───── Document section ─────
Skip to content

v1.1.0 release

Compare
Choose a tag to compare
@kevin85421 kevin85421 released this 23 Mar 04:05
· 333 commits to master since this release
8adc538

Highlights

  • RayJob improvements

  • Structured logging

    • In KubeRay v1.1.0, we have changed the KubeRay logs to JSON format, and each log message includes context information such as the custom resource’s name and reconcileID. Hence, users can filter out logs associated with a RayCluster, RayJob, or RayService CR by its name.
  • RayService improvements

    • Refactor health check mechanism to improve the stability.
    • Deprecate the deploymentUnhealthySecondThreshold and serviceUnhealthySecondThreshold to avoid unintentional preparation of new RayCluster custom resource.
  • TPU multi-host PodSlice support

    • The KubeRay team is actively working with the Google GKE and TPU teams on integration. The required changes in KubeRay have already been completed. The GKE team will complete some tasks on their side this week or next. Then, users should be able to use multi-host TPU PodSlice with a static RayCluster (without autoscaling).
  • Stop publishing images on DockerHub; instead, we will only publish on Quay.

RayJob

RayJob state machine refactor

  • [RayJob][Status][1/n] Redefine the definition of JobDeploymentStatusComplete (#1719, @kevin85421)
  • [RayJob][Status][2/n] Redefine ready for RayCluster to avoid using HTTP requests to check dashboard status (#1733, @kevin85421)
  • [RayJob][Status][3/n] Define JobDeploymentStatusInitializing (#1737, @kevin85421)
  • [RayJob][Status][4/n] Remove some JobDeploymentStatus and updateState function calls (#1743, @kevin85421)
  • [RayJob][Status][5/n] Refactor getOrCreateK8sJob (#1750, @kevin85421)
  • [RayJob][Status][6/n] Redefine JobDeploymentStatusComplete and clean up K8s Job after TTL (#1762, @kevin85421)
  • [RayJob][Status][7/n] Define JobDeploymentStatusNew explicitly (#1772, @kevin85421)
  • [RayJob][Status][8/n] Only a RayJob with the status Running can transition to Complete at this moment (#1774, @kevin85421)
───── Entries supplied ─────
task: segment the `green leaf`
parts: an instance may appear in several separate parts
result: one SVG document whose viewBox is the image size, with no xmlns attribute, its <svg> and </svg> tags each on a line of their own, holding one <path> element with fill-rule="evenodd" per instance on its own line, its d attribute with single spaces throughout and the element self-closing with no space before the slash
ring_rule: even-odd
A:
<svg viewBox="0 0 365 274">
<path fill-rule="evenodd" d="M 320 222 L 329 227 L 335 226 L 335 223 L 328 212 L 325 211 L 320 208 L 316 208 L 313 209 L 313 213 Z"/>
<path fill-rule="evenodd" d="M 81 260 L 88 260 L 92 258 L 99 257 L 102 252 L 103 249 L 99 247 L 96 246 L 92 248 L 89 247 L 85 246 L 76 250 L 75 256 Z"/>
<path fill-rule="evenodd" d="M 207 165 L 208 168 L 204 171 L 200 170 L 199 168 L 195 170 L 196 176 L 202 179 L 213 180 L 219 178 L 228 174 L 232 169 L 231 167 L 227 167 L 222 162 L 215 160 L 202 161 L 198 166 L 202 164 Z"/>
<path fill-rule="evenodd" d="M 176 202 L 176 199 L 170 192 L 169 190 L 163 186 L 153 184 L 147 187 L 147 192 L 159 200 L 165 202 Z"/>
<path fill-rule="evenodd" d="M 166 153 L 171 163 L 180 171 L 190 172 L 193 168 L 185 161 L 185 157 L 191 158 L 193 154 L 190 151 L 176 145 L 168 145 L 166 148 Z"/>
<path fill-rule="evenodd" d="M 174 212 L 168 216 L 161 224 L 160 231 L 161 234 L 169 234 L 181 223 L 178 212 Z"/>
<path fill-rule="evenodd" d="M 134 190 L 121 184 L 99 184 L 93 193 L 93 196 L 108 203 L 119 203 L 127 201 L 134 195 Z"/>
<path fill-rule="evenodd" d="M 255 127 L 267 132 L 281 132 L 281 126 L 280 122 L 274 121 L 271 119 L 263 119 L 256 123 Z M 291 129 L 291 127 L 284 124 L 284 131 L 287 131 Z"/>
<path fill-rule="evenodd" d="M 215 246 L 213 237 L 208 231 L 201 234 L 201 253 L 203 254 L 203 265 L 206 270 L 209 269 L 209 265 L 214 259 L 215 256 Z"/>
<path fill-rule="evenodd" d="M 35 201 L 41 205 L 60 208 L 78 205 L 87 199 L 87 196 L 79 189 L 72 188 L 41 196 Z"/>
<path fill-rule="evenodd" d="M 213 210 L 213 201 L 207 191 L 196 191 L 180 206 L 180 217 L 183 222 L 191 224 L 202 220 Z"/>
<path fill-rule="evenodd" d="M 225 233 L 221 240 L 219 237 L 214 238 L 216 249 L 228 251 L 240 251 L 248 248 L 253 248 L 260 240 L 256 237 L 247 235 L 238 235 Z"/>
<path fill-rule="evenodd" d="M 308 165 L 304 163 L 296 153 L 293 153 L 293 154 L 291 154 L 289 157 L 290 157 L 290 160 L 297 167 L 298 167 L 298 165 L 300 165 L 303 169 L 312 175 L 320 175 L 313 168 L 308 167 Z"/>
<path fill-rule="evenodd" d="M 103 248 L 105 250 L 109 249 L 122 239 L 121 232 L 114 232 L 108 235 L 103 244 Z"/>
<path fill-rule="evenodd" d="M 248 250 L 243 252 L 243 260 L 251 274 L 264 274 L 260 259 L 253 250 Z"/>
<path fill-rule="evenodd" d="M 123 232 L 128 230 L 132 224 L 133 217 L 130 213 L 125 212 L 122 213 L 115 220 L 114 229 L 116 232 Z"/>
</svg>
─────
Set of tasks
(a) According to the KubeRay v1.1.0 release notes, where will images be published now that publishing on DockerHub has stopped?
(b) Extend the KubeRay v1.1.0 release notes past their last line.
The rows play no part in the tasks.

Task-by-task outputs
(a) Only on Quay.

(b)
  • [RayJob][Status][9/n] RayJob should not pass any changes to RayCluster (#1776, @kevin85421)
  • [RayJob][10/n] Add finalizer to the RayJob when the RayJob status is JobDeploymentStatusNew (#1780, @kevin85421)
  • [RayJob][Status][11/n] Refactor the suspend operation (#1782, @kevin85421)
  • [RayJob][Status][12/n] Resume suspended RayJob (#1783, @kevin85421)
  • [RayJob][Status][13/n] Make suspend operation atomic by introducing the new status Suspending (#1798, @kevin85421)
  • [RayJob][Status][14/n] Decouple the Initializing status and Running status (#1801, @kevin85421)
  • [RayJob][Status][15/n] Unify the codepath for the status transition to Suspended (#1805, @kevin85421)
  • [RayJob][Status][16/n] Refactor Running status (#1807, @kevin85421)
  • [RayJob][Status][17/n] Unify the codepath for status updates (#1814, @kevin85421)
  • [RayJob][Status][18/n] Control the entire lifecycle of the Kubernetes submitter Job using KubeRay (#1831, @kevin85421)
  • [RayJob][Status][19/n] Transition to Complete if the K8s Job fails (#1833, @kevin85421)

Others

  • [Refactor] Remove global utils.GetRayXXXClientFuncs (#1727, @rueian)
  • [Feature] Warn Users When Updating the RayClusterSpec in RayJob CR (#1778, @Yicheng-Lu-llll)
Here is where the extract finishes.